- **Record excerpts**
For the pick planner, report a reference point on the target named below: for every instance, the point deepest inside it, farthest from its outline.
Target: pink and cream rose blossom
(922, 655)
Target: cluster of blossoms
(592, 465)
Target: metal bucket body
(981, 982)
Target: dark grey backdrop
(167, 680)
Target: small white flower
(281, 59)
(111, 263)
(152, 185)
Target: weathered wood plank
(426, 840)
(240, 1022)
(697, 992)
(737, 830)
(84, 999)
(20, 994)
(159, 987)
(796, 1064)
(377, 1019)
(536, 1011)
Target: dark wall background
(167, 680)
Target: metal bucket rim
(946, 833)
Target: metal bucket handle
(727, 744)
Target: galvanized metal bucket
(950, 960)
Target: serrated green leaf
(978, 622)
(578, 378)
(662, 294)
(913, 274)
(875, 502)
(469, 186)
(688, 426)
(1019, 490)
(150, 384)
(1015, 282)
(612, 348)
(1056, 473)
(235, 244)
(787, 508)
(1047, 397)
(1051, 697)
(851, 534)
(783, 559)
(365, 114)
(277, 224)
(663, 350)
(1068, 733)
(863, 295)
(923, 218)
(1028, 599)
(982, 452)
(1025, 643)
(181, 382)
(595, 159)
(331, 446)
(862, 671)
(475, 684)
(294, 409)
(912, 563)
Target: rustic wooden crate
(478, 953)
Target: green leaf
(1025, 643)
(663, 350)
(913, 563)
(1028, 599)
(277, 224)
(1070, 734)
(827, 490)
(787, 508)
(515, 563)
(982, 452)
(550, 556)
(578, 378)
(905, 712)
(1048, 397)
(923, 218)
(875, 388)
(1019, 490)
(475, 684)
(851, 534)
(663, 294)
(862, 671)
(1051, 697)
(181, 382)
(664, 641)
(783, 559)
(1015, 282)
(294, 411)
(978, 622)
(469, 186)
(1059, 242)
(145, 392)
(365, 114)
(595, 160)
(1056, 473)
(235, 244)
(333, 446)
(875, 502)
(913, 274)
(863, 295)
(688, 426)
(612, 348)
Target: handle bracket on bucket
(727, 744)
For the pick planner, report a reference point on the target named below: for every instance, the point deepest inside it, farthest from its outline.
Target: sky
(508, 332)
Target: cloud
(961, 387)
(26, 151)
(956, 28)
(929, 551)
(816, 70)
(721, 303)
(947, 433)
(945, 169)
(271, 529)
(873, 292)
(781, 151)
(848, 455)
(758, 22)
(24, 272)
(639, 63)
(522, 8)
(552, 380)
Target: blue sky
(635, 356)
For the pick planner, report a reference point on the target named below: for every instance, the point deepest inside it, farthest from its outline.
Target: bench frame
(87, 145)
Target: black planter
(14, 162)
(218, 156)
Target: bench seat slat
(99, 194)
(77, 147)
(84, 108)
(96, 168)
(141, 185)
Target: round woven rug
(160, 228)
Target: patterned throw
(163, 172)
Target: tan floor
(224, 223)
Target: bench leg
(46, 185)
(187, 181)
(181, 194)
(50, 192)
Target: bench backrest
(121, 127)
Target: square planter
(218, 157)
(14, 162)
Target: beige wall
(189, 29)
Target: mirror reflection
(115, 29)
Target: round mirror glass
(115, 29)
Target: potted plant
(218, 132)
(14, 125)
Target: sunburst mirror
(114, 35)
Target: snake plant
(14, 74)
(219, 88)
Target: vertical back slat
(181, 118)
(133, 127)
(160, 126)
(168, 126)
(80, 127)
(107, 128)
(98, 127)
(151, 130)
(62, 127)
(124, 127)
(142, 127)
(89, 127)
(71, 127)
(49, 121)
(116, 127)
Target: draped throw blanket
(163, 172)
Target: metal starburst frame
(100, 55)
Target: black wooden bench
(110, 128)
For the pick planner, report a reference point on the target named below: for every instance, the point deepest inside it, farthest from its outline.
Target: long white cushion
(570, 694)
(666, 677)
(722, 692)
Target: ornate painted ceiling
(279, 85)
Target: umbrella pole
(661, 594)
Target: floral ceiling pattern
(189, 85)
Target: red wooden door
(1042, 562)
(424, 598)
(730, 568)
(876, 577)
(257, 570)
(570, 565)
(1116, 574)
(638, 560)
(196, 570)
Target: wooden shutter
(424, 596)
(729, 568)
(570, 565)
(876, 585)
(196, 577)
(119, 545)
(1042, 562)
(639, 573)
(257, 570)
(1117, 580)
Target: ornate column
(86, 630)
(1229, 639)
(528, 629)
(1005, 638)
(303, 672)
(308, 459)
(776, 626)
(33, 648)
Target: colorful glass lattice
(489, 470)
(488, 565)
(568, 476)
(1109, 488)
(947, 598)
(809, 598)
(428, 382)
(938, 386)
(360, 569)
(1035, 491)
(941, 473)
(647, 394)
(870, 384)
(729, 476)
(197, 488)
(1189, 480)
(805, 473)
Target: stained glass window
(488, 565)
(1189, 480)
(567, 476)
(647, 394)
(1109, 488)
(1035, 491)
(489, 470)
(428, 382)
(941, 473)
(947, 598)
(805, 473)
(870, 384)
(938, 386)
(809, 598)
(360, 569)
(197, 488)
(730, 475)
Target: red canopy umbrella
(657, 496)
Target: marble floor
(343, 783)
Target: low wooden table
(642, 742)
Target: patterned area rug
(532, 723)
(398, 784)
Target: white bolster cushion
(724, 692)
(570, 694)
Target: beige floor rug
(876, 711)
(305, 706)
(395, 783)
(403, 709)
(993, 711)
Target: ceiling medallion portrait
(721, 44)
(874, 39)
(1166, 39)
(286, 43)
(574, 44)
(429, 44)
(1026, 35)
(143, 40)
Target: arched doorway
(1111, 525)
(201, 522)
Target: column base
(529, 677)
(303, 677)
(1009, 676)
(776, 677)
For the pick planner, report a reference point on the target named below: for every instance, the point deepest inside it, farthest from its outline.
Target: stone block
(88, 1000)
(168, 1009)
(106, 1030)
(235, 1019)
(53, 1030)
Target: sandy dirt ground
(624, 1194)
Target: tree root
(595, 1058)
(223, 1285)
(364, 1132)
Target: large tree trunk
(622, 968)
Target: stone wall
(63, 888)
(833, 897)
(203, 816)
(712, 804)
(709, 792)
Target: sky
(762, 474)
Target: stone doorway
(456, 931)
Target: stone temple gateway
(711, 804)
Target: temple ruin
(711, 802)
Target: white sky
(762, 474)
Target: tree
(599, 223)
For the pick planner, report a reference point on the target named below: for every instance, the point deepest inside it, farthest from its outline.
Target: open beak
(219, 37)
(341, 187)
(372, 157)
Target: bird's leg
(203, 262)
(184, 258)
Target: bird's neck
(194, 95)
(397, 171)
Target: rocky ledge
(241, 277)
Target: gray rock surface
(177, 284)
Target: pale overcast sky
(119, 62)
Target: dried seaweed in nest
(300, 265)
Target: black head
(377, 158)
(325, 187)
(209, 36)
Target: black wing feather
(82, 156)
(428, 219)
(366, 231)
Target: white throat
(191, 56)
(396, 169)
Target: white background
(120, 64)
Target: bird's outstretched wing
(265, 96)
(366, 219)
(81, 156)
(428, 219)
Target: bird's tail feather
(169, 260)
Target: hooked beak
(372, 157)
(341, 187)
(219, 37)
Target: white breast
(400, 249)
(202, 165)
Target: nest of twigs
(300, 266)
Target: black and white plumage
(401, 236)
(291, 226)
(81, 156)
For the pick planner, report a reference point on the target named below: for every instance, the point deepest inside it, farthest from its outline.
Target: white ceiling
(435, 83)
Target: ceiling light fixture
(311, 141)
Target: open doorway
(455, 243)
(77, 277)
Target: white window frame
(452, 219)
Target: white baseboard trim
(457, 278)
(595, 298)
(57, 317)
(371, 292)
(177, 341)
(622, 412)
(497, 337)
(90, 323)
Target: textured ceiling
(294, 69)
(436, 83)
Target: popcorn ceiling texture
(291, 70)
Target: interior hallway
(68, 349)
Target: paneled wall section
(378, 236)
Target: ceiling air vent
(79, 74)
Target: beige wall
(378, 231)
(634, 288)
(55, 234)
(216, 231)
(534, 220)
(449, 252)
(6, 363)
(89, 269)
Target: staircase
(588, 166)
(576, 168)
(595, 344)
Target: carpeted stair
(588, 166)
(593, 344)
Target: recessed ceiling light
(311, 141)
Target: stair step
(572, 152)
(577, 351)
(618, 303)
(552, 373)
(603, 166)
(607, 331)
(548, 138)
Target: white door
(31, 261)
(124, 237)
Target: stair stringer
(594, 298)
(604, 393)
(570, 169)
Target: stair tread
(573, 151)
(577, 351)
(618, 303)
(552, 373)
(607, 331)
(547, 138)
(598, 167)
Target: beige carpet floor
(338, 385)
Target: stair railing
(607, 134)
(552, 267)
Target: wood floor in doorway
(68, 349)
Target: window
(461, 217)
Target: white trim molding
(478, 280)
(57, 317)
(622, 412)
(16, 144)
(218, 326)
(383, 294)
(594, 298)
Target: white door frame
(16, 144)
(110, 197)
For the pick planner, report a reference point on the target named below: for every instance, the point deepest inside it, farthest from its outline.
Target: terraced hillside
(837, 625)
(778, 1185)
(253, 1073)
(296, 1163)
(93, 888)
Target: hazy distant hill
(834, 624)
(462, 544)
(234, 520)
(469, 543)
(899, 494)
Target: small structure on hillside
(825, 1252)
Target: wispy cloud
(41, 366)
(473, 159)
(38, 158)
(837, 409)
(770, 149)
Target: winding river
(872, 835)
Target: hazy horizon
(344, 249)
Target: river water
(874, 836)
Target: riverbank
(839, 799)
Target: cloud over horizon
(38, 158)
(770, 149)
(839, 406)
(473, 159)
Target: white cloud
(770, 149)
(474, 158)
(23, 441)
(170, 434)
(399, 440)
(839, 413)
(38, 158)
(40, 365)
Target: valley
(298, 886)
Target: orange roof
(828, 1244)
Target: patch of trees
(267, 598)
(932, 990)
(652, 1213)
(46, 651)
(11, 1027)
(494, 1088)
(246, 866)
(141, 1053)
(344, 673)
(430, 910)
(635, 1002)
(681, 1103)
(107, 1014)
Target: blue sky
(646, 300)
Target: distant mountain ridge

- **Task details**
Repeat the lines from the one containing "Target: textured ceiling" through the end of the listing, exactly and without any other lines; both ends are included.

- **Response**
Target: textured ceiling
(294, 69)
(436, 83)
Target: popcorn ceiling texture
(291, 70)
Target: interior hallway
(68, 349)
Target: paneled wall section
(378, 236)
Target: ceiling air vent
(79, 74)
Target: beige wall
(378, 231)
(634, 288)
(55, 234)
(216, 231)
(534, 220)
(449, 252)
(6, 363)
(89, 269)
Target: staircase
(588, 166)
(576, 168)
(595, 344)
Target: carpeted stair
(588, 166)
(593, 344)
Target: recessed ceiling light
(311, 141)
Target: stair step
(572, 152)
(577, 351)
(618, 303)
(552, 373)
(603, 166)
(607, 331)
(548, 138)
Target: white door
(31, 261)
(124, 237)
Target: stair stringer
(594, 298)
(604, 393)
(570, 169)
Target: stair tread
(573, 151)
(577, 351)
(618, 303)
(552, 373)
(607, 331)
(547, 138)
(598, 167)
Target: beige carpet floor
(338, 385)
Target: stair railing
(607, 134)
(552, 267)
Target: wood floor in doorway
(68, 349)
Target: window
(461, 217)
Target: white trim molding
(478, 280)
(57, 317)
(622, 412)
(16, 144)
(218, 326)
(383, 294)
(594, 298)
Target: white door frame
(16, 144)
(110, 197)
For the pick planner, report a reference point on the target named below: for every instance, the point deepest inside it, farthest from its outline.
Target: terraced hillside
(837, 625)
(778, 1185)
(253, 1073)
(296, 1163)
(93, 888)
Target: hazy distant hill
(834, 624)
(462, 544)
(234, 520)
(469, 543)
(899, 494)
Target: small structure on hillside
(825, 1252)
Target: wispy cloud
(41, 366)
(473, 159)
(38, 158)
(837, 409)
(770, 149)
Target: winding river
(872, 835)
Target: hazy horizon
(344, 249)
Target: river water
(874, 836)
Target: riverbank
(839, 799)
Target: cloud over horizon
(38, 158)
(770, 149)
(839, 406)
(473, 159)
Target: white cloud
(770, 149)
(474, 158)
(23, 441)
(170, 434)
(399, 440)
(839, 413)
(38, 158)
(40, 365)
Target: valley
(298, 886)
Target: orange roof
(828, 1244)
Target: patch of trees
(267, 598)
(932, 990)
(652, 1213)
(46, 651)
(11, 1027)
(494, 1088)
(246, 866)
(141, 1053)
(344, 673)
(430, 910)
(635, 1002)
(681, 1103)
(107, 1014)
Target: blue sky
(646, 300)
Target: distant mountain ridge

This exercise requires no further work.